[Assigned task] Reproduce the section of the listing that begins at the line containing "Target: baseball cap" and finishes at the line containing "sock with one point per instance.". Include both end lines and nothing beyond them.

[Recorded data]
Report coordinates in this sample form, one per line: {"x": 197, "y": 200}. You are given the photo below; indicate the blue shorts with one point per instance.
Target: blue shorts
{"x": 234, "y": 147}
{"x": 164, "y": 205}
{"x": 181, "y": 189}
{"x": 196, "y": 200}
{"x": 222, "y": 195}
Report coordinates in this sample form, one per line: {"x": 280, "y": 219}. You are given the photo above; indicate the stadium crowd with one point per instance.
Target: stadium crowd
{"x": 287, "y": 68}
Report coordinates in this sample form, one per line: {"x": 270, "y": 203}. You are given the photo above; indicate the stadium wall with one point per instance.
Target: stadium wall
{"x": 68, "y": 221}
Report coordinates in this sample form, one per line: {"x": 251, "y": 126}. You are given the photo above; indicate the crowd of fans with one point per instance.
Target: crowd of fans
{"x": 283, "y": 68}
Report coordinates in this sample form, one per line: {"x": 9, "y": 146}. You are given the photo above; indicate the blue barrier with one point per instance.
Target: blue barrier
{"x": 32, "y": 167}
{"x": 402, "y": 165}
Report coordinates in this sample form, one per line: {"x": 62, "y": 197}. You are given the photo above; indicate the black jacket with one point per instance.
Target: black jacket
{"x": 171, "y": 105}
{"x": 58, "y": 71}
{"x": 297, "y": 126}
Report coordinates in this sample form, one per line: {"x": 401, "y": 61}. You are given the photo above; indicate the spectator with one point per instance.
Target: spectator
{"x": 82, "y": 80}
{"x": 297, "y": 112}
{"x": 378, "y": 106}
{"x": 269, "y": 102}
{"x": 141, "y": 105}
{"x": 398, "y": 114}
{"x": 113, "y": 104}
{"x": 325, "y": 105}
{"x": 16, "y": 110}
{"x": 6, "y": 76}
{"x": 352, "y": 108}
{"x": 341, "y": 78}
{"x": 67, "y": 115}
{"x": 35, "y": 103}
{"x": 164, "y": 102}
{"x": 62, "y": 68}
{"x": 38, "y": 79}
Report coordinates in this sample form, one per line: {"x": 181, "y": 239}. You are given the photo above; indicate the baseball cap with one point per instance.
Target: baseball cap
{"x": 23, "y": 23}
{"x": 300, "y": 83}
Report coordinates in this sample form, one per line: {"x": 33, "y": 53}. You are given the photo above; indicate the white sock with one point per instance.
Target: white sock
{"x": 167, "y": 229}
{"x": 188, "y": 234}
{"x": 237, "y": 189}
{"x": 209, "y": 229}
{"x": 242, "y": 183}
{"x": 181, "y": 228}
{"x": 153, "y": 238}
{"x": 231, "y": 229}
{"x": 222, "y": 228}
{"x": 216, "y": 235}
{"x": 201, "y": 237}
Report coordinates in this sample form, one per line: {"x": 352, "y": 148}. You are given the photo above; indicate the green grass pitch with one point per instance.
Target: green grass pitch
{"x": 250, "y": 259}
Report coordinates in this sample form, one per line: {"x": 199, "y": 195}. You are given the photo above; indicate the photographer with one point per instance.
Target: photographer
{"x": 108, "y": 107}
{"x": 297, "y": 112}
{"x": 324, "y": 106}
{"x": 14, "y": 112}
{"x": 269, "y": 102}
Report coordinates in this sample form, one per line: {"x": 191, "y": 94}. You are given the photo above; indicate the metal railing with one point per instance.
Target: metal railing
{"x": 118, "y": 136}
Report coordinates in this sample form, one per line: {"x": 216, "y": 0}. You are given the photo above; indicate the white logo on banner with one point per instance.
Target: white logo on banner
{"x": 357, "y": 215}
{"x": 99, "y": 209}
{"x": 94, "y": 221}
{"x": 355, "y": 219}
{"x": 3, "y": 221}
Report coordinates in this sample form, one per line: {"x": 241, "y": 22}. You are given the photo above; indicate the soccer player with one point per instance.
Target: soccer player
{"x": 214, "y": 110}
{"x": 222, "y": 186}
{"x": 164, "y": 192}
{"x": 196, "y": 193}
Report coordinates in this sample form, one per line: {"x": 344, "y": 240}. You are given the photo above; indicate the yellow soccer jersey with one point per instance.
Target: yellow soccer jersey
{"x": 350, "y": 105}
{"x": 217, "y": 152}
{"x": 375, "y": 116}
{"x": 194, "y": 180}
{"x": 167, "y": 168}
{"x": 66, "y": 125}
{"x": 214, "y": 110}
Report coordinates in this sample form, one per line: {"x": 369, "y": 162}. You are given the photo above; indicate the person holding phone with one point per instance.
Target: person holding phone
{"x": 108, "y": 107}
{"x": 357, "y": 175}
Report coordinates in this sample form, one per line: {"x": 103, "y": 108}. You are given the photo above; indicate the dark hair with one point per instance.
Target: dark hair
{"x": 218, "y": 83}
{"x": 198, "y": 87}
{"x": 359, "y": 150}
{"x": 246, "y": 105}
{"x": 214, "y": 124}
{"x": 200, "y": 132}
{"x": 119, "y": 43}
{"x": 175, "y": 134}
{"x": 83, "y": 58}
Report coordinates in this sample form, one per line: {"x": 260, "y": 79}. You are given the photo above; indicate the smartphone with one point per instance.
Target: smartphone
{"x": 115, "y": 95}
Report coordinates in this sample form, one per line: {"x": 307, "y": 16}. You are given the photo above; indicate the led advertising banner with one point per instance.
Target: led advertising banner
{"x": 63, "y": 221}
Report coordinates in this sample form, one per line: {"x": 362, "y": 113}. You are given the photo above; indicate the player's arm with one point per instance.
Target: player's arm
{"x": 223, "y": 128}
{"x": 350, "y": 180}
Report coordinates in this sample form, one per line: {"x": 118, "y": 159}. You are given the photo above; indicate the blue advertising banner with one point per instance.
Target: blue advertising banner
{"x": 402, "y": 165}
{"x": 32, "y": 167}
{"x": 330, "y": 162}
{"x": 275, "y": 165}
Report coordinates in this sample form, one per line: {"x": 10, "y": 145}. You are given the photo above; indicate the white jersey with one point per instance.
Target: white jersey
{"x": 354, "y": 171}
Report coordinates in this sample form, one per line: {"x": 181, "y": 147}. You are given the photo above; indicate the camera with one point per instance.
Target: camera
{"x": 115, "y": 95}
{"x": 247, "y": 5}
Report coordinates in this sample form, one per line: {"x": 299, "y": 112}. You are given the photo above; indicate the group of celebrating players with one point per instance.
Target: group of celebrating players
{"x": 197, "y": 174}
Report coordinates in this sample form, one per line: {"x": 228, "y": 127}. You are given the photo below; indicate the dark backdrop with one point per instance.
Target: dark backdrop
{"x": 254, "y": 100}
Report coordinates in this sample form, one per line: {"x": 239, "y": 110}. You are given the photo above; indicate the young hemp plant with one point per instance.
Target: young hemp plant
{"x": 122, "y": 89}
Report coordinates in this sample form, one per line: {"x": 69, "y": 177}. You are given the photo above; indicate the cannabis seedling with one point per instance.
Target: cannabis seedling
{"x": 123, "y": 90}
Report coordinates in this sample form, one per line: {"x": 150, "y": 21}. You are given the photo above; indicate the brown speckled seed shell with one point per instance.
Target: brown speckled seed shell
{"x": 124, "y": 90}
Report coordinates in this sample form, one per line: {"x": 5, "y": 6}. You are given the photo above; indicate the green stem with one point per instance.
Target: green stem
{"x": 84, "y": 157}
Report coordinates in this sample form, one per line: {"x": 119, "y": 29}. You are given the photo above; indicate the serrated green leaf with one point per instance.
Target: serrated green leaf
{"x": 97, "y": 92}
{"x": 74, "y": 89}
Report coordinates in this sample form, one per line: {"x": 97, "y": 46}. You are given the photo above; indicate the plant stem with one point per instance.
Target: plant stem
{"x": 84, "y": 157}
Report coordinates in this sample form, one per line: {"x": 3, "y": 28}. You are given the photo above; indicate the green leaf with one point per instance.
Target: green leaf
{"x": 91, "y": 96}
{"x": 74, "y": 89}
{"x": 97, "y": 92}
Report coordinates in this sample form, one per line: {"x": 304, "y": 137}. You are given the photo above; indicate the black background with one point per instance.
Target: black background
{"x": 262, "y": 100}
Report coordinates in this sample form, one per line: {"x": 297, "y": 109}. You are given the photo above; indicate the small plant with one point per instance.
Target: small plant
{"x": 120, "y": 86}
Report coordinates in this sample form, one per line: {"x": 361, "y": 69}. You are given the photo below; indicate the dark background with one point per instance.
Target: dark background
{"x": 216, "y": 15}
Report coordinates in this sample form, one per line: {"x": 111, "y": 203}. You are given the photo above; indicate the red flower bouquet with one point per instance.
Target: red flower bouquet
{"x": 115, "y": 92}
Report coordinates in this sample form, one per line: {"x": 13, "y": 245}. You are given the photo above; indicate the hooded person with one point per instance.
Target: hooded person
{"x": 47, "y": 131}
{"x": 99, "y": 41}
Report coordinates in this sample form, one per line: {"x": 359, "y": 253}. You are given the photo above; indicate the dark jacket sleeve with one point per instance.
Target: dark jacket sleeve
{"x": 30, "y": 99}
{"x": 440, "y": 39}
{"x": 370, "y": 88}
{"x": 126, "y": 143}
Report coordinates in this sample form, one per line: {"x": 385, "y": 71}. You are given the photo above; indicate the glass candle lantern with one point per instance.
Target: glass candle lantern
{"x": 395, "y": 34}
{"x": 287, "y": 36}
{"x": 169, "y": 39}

[Written response]
Target: baseball cap
{"x": 23, "y": 23}
{"x": 300, "y": 83}
Report coordinates in this sample form, one per line: {"x": 33, "y": 53}. You are given the photo above; indicate the white sock with one point per instance.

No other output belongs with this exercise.